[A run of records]
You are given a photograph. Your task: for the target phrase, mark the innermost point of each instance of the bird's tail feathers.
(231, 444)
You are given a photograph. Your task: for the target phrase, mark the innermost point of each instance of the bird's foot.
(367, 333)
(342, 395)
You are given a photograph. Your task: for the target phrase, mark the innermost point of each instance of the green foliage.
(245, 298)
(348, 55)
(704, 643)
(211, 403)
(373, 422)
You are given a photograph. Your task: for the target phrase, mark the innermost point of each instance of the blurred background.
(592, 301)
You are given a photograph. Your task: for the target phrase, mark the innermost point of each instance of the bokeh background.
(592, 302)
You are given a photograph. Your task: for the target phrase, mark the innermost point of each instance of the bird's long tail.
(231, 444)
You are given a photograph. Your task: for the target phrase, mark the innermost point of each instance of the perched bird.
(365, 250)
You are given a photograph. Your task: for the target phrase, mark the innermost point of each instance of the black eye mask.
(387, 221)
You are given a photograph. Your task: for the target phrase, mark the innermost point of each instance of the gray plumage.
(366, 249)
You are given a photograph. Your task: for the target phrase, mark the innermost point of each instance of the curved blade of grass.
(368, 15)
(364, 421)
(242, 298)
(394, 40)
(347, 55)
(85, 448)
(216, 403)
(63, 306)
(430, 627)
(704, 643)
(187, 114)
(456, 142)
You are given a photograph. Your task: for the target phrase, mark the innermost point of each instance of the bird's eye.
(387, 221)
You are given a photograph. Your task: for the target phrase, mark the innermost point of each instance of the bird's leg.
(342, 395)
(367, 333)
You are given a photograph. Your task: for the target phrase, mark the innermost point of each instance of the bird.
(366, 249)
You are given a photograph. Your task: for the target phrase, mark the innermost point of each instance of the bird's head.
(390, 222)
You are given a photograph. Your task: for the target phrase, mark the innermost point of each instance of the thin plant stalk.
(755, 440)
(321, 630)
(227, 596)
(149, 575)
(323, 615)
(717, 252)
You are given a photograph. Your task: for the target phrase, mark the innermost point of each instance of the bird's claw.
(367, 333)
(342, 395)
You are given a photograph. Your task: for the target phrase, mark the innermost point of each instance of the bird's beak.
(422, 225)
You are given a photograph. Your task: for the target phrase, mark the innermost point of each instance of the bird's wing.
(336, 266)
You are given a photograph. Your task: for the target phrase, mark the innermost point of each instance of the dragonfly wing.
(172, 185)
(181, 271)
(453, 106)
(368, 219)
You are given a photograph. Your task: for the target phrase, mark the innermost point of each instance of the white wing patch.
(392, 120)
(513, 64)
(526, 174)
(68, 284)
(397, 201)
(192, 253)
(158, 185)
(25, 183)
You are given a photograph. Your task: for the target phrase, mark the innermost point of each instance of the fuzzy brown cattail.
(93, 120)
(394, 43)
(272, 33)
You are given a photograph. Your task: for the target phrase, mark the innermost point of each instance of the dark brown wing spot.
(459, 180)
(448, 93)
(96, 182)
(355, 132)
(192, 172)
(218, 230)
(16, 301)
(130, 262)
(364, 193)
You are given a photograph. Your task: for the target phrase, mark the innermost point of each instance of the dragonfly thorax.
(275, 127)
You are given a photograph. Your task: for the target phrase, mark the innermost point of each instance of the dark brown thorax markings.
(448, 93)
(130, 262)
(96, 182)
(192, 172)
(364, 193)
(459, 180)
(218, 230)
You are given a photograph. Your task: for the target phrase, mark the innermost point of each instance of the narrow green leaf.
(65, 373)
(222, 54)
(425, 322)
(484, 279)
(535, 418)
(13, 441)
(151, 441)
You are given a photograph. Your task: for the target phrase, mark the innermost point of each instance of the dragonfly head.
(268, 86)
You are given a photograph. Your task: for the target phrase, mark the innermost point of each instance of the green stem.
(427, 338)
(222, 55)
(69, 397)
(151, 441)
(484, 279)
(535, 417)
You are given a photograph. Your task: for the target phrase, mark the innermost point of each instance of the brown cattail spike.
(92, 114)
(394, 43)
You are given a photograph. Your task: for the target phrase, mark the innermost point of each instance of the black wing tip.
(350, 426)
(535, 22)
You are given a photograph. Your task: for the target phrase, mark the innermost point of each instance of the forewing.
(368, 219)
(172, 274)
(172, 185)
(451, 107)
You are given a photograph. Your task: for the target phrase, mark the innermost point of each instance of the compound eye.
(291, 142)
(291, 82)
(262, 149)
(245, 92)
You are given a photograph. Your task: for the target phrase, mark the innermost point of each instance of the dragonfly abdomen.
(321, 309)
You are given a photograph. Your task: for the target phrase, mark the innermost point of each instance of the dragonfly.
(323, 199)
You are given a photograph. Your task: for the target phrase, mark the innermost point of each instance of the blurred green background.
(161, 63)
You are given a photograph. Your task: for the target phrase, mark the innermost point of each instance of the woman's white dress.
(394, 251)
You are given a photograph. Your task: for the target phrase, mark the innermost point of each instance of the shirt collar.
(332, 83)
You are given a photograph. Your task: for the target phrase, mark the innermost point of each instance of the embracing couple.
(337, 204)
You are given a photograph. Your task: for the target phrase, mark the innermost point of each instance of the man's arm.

**Task to carry out:**
Please rewrite all the lines above, replacing "innermost point" with "central point" wherever it occurs and leaving everything else unchanged.

**Task solution:**
You are given a photograph. Your task: for the target phrase, mark the central point of each instance of the bird's tail feathers.
(231, 444)
You are given a photograph. Your task: for the target phrase, mark the central point of each instance of the bird's foot.
(367, 333)
(342, 395)
You are given a photograph. Your task: for the target phrase, mark the central point of each instance of the green foliage.
(245, 298)
(348, 55)
(704, 643)
(211, 403)
(373, 422)
You are given a photograph. Your task: for the target phrase, mark the central point of each instance of the blurred background.
(592, 301)
You are given a photograph. Your task: for the target phrase, mark the central point of each instance of the bokeh background.
(592, 302)
You are given a photograph. Your task: for the target phrase, mark the central point of each instance of the bird's long tail.
(231, 444)
You are given a photograph. Your task: for the target phrase, mark the central point of each instance of the perched bird.
(365, 250)
You are given a photograph. Your task: for the target phrase, mark the central point of each instance of the black eye mask.
(387, 221)
You are given a photograph. Your task: for the target phrase, mark the central point of each instance of the gray plumage.
(366, 249)
You are given a photograph. Your task: for the target phrase, mark the central point of each instance of the curved blade of grass.
(368, 15)
(364, 421)
(242, 298)
(394, 40)
(347, 55)
(85, 448)
(216, 403)
(63, 306)
(430, 627)
(704, 643)
(187, 114)
(456, 142)
You are given a photograph. Your task: for the target phrase, mark the central point of each instance of the bird's eye.
(387, 221)
You are given a photograph. Your task: for the target phrase, mark the central point of each instance of the bird's leg.
(342, 395)
(367, 333)
You are given a photograph. Your task: for the target phrase, mark the central point of each instance of the bird.
(366, 249)
You are given a photograph. Your task: for the target phrase, mark the central point of each instance of the bird's head.
(390, 222)
You are given a photograph. Your task: for the target phrase, mark the central point of each instance of the thin plant stalk.
(755, 440)
(321, 630)
(227, 596)
(149, 575)
(323, 615)
(717, 252)
You are given a photograph. Your task: for the target phrase, mark the central point of each instance of the bird's claw.
(367, 333)
(342, 395)
You are given a photograph. Your task: for the target phrase, mark the central point of each instance of the bird's beak.
(422, 225)
You are given a photograph. Your task: for the target phrase, mark the central point of each instance of the bird's wing.
(336, 266)
You are given a photograph. Your task: for the target phrase, mark the central point of each instance of the dragonfly wing.
(172, 185)
(181, 271)
(453, 106)
(368, 219)
You are given a photograph. Your task: for the target phrase, mark the central point of each instance of the white wing patch.
(392, 120)
(513, 64)
(526, 174)
(68, 284)
(397, 201)
(192, 253)
(158, 185)
(25, 183)
You are given a photograph. Your task: for the target phrase, mark the central point of each instance of the fuzzy brown cattail.
(93, 120)
(394, 43)
(272, 33)
You are given a photograph. Your task: for the target phrase, mark the central point of each instance of the dark brown wing spot.
(459, 180)
(448, 93)
(96, 182)
(355, 132)
(192, 172)
(218, 230)
(16, 301)
(130, 262)
(364, 193)
You are given a photograph. Your task: for the target phrase, mark the central point of each instance of the dragonfly thorax.
(275, 127)
You are given a photograph. Your task: for the target phrase, mark the central point of each instance of the dark brown thorax markings.
(448, 93)
(130, 262)
(96, 182)
(192, 172)
(364, 193)
(459, 180)
(218, 230)
You are given a photograph. Your task: for the target phrase, mark the central point of each instance of the narrow green leaf.
(65, 373)
(222, 54)
(425, 322)
(484, 279)
(535, 418)
(13, 441)
(151, 441)
You are given a photograph. Your task: for the target phrase, mark the central point of each instance of the dragonfly head.
(268, 86)
You are given a photograph. Your task: for the target phrase, mark the central point of each instance of the green stem.
(427, 338)
(222, 55)
(69, 397)
(151, 441)
(484, 279)
(535, 417)
You are given a photograph. Your task: for the target phrase, mark the central point of each instance of the brown cattail spike.
(92, 114)
(394, 43)
You are given a photograph. Your task: for the target phrase, mark the central point of each instance of the black wing tip.
(350, 426)
(535, 22)
You are given a photograph. Your task: for the target phrase, mark the central point of each instance of the forewing.
(368, 219)
(172, 274)
(172, 185)
(451, 107)
You are given a photograph. Your task: for the target phrase, mark the central point of each instance of the compound eye.
(291, 142)
(291, 82)
(262, 149)
(245, 92)
You are given a photograph. Your task: for the target phrase, mark the central point of each instance of the dragonfly abdomen.
(321, 309)
You are given a photograph. Your task: for the target phrase, mark the central point of each instance of the dragonfly.
(323, 199)
You are given a photograph. Your task: for the target phrase, mark the central point of each instance of the blurred green background.
(161, 63)
You are given a photograph. Your task: for the target phrase, mark the central point of each instance of the woman's white dress.
(394, 251)
You are given a photograph. Your task: for the target phrase, mark the central point of each instance of the shirt collar.
(332, 83)
You are given a photograph. Your task: for the target phrase, mark the central point of each instance of the embracing couple.
(337, 204)
You are given a photograph. Your task: for the target phrase, mark the central point of each instance of the man's arm.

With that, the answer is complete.